## The data
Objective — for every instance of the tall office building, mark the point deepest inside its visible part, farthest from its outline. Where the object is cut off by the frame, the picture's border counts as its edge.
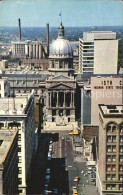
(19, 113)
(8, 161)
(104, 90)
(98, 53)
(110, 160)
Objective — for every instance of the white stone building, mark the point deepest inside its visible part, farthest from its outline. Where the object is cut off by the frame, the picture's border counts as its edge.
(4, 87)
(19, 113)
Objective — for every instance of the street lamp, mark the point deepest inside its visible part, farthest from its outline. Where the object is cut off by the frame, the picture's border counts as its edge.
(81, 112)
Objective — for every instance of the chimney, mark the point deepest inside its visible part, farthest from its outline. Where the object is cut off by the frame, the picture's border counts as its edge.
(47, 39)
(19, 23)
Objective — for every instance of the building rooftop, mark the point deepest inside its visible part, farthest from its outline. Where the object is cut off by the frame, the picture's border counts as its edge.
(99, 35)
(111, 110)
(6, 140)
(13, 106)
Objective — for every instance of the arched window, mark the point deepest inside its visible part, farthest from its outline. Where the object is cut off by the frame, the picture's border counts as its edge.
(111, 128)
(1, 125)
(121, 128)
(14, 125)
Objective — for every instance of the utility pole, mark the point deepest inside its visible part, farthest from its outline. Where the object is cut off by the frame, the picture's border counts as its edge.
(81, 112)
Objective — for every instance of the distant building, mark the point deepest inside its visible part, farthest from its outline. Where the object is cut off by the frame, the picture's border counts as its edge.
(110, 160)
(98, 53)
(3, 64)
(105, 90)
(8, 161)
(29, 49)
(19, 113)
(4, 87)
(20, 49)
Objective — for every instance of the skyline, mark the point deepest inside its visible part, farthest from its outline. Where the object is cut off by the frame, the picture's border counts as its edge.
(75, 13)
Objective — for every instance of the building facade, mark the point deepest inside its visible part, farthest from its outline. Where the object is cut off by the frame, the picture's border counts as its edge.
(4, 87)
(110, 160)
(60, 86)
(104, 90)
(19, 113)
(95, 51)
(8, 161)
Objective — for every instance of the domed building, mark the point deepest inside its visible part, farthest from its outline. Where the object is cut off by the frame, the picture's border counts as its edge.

## What you will do
Repeat the listing word for word. Leave images out.

## Exercise response
Objective — for every instance of the tall office building, mark the point deepest inside its visible part, farthest from its outline. Where the object is cut off by the frame, the picture's border counts as its edge.
(19, 113)
(8, 161)
(104, 90)
(98, 53)
(110, 160)
Objective — for every instance of the white stone building, mark the point deepest inside its visible part, farthest from its outline. Where the object is cut off by the frame, the picture's border counts as its edge.
(4, 87)
(19, 113)
Objective — for every instance of the street lamp, mark the point deepest inside its visible part, farthest from its outline. Where the object is cut off by the frame, the picture's border counts as its edge.
(81, 112)
Objective — for every instance of the chimney, mark the point deepest inside its visible part, farthest from its outline. Where the object is cut off by the frame, the picture's border counts as its edge.
(47, 39)
(19, 23)
Objective — for every instance of the building rooftop, mark the point deepest inside its visible part, farthest from its outline. Where the object is cut off by the frame, the picture's border counts as its edge.
(99, 35)
(111, 110)
(6, 140)
(13, 106)
Objective — for every instance of the arched window, mark the point deepest inside its visible part, farthest from its outline. Where the object is cut off by the frame, the picture's border counts as its edge.
(111, 128)
(1, 125)
(121, 128)
(14, 125)
Objective — for every instance of the utility pole, mark the point deepest inside its visible part, farthest from its outline. Where the object is cut off by the frame, the picture's border counts as its edge.
(81, 112)
Objective — for every instance of the distant building, mark the point deepest inside its visible part, farthest from its outline. Where the object is cut off by the frame, the picture's border counts as its edge.
(110, 160)
(98, 53)
(3, 64)
(105, 90)
(8, 161)
(29, 49)
(19, 113)
(4, 87)
(20, 49)
Objective — for every instance of the skyline, mark the point deepest inside its visible part, farthest from its outline. Where the object is cut off by the frame, the picture's border counts as its edge.
(75, 13)
Objective — for every instance of the building facade, mark the point deepest inside its visible part, farthest from its outline. Where the object is cut off by the frame, the picture's border counts as its edge.
(4, 87)
(110, 160)
(60, 86)
(104, 90)
(19, 113)
(95, 51)
(8, 161)
Objective — for every instance of the domed building, mark the point deepest inside its visible part, farthest from its outline. Where the object is cut off by the frame, the picture's border counts as its edge.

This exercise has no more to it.